- Task details
Collect every line in the entries below that contains the word "dark", and keep in mind that case counts.

Excerpts from a point labeling dataset:
— begin —

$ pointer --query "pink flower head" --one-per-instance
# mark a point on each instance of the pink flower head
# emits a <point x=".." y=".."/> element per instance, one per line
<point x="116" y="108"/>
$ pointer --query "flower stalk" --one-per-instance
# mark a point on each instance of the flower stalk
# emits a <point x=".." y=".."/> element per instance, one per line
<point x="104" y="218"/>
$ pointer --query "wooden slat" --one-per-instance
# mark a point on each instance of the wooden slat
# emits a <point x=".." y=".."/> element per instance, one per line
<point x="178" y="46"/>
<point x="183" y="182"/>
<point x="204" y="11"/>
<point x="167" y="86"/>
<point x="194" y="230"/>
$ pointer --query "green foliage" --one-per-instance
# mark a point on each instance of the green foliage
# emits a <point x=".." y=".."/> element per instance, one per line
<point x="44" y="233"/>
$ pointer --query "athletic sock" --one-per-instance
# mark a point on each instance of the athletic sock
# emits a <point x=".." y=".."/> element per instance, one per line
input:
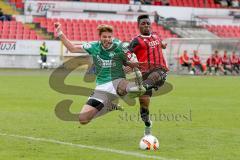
<point x="145" y="116"/>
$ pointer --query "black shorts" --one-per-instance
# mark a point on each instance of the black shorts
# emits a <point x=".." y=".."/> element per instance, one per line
<point x="163" y="75"/>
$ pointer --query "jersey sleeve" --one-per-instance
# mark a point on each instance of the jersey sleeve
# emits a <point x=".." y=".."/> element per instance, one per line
<point x="88" y="47"/>
<point x="134" y="45"/>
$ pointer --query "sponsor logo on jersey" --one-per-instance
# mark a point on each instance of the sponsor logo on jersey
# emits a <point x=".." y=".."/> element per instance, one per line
<point x="153" y="43"/>
<point x="105" y="63"/>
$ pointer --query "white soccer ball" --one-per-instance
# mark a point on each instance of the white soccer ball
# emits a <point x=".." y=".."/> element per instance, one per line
<point x="149" y="142"/>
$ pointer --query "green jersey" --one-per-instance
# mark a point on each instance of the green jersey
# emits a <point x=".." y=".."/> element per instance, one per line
<point x="108" y="62"/>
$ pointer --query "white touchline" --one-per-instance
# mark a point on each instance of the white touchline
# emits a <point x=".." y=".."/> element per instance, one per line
<point x="135" y="154"/>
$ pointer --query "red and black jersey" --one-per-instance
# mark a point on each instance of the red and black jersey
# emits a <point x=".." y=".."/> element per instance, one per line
<point x="234" y="59"/>
<point x="210" y="61"/>
<point x="217" y="60"/>
<point x="148" y="50"/>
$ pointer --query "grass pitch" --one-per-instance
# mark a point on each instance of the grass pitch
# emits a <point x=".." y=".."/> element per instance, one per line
<point x="197" y="120"/>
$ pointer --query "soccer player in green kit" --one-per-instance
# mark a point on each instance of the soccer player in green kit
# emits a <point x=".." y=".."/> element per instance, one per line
<point x="109" y="57"/>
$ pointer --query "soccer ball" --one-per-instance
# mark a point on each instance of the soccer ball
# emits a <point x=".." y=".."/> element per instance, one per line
<point x="149" y="142"/>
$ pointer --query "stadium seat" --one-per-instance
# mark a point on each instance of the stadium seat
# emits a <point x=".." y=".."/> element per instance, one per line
<point x="86" y="29"/>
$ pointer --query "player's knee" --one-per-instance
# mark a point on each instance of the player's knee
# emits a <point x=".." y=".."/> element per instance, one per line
<point x="154" y="77"/>
<point x="83" y="119"/>
<point x="121" y="89"/>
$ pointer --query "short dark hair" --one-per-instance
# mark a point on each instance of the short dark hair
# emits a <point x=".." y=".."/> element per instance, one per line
<point x="143" y="16"/>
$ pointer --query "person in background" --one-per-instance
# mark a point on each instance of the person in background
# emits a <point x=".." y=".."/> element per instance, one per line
<point x="226" y="62"/>
<point x="235" y="3"/>
<point x="196" y="62"/>
<point x="185" y="61"/>
<point x="218" y="63"/>
<point x="157" y="2"/>
<point x="43" y="54"/>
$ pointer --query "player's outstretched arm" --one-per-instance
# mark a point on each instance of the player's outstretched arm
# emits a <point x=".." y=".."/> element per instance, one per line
<point x="71" y="47"/>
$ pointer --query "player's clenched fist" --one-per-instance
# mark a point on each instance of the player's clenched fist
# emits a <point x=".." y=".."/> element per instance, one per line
<point x="58" y="29"/>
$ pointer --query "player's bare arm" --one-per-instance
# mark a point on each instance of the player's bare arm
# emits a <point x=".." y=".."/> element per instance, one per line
<point x="70" y="46"/>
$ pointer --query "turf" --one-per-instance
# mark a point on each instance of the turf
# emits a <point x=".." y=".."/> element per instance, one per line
<point x="198" y="119"/>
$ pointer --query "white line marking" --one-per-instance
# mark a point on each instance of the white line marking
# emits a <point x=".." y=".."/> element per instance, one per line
<point x="135" y="154"/>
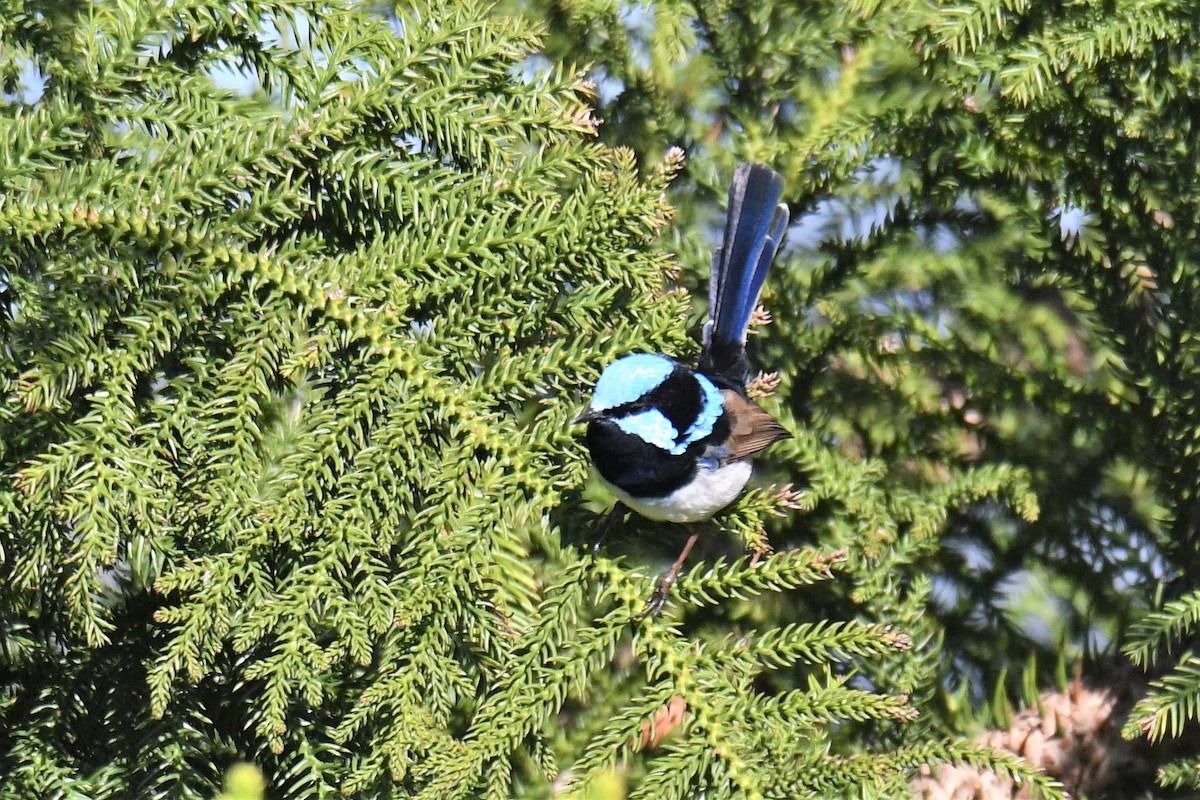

— end —

- Output for this exercise
$ pointer --query "short dark hair" --one-per-instance
# mark a point on each instance of the short dark hair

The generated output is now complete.